(Work task): Repeat the records exactly. Every line must match.

(Given information):
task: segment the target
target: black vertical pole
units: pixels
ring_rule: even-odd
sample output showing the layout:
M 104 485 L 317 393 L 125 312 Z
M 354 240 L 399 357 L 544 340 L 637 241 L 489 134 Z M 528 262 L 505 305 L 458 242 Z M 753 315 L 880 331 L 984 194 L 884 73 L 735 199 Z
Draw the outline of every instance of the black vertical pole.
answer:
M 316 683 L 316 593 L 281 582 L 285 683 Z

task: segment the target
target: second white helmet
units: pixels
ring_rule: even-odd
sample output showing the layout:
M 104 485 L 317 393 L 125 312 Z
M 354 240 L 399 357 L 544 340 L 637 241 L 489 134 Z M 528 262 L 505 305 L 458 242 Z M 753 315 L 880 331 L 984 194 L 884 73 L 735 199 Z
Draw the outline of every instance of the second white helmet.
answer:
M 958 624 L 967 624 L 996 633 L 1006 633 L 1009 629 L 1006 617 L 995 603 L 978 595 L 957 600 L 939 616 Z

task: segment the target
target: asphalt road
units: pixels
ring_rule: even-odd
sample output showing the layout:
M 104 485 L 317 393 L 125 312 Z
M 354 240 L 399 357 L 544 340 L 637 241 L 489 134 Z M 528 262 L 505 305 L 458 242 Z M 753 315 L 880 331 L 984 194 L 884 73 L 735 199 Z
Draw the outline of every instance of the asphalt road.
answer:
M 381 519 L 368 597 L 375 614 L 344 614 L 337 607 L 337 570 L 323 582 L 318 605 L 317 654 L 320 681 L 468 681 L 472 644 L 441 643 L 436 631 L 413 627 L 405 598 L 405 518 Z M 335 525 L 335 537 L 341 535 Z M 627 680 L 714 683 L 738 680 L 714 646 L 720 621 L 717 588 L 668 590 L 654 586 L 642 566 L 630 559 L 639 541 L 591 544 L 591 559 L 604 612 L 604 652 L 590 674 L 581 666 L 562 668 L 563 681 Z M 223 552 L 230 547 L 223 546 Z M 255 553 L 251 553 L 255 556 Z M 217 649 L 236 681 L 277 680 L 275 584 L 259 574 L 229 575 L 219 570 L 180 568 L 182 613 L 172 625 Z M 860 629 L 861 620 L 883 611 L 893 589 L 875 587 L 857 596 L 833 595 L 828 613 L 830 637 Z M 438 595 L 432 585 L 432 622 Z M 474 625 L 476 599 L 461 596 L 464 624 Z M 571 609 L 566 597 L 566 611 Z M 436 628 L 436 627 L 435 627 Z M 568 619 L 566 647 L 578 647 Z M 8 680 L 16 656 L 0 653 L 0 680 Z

(Task output):
task: segment the target
target: black vertical pole
units: pixels
ring_rule: even-odd
sample output showing the layout:
M 104 485 L 317 393 L 125 312 Z
M 354 240 L 399 357 L 544 340 L 637 241 L 489 134 Z M 528 262 L 505 305 L 458 242 Z M 753 315 L 880 331 L 984 194 L 884 73 L 735 199 Z
Draw the outline of every instance of the black vertical pole.
answer:
M 316 683 L 316 593 L 281 582 L 285 683 Z

task: segment the target
target: second white helmet
units: pixels
ring_rule: even-odd
sample output showing the layout:
M 104 485 L 317 393 L 125 312 Z
M 354 240 L 399 357 L 544 340 L 637 241 L 489 134 Z M 528 262 L 505 305 L 458 242 Z M 753 315 L 880 331 L 984 194 L 884 73 L 735 199 Z
Draw the outline of every instance of the second white helmet.
answer:
M 958 624 L 967 624 L 996 633 L 1006 633 L 1009 629 L 1006 617 L 995 603 L 978 595 L 957 600 L 939 616 Z

task: segment the target
target: asphalt road
units: pixels
ring_rule: even-odd
sample output showing the layout:
M 104 485 L 317 393 L 125 312 Z
M 354 240 L 399 357 L 544 340 L 637 241 L 489 134 Z M 528 262 L 505 305 L 458 242 Z M 753 315 L 880 331 L 984 194 L 884 73 L 735 199 Z
Draw the outline of every instance of the asphalt road.
answer:
M 381 519 L 368 597 L 375 614 L 344 614 L 337 607 L 337 570 L 323 582 L 318 605 L 317 654 L 320 681 L 468 681 L 472 644 L 441 643 L 436 631 L 413 627 L 405 598 L 405 518 Z M 335 525 L 335 537 L 341 535 Z M 627 680 L 714 683 L 738 680 L 714 646 L 720 621 L 717 588 L 668 590 L 654 586 L 642 566 L 630 559 L 639 541 L 591 544 L 591 559 L 604 612 L 604 652 L 590 674 L 581 666 L 562 668 L 563 681 Z M 223 552 L 230 547 L 223 546 Z M 255 553 L 251 553 L 255 556 Z M 217 649 L 236 681 L 277 680 L 275 584 L 259 574 L 229 575 L 219 570 L 180 568 L 182 613 L 172 625 Z M 860 629 L 861 620 L 883 611 L 893 589 L 875 587 L 857 596 L 833 595 L 828 613 L 830 637 Z M 438 595 L 432 585 L 432 622 Z M 474 625 L 476 599 L 461 596 L 464 624 Z M 571 609 L 566 597 L 566 611 Z M 436 628 L 436 627 L 435 627 Z M 568 619 L 566 647 L 578 647 Z M 8 680 L 16 656 L 0 653 L 0 680 Z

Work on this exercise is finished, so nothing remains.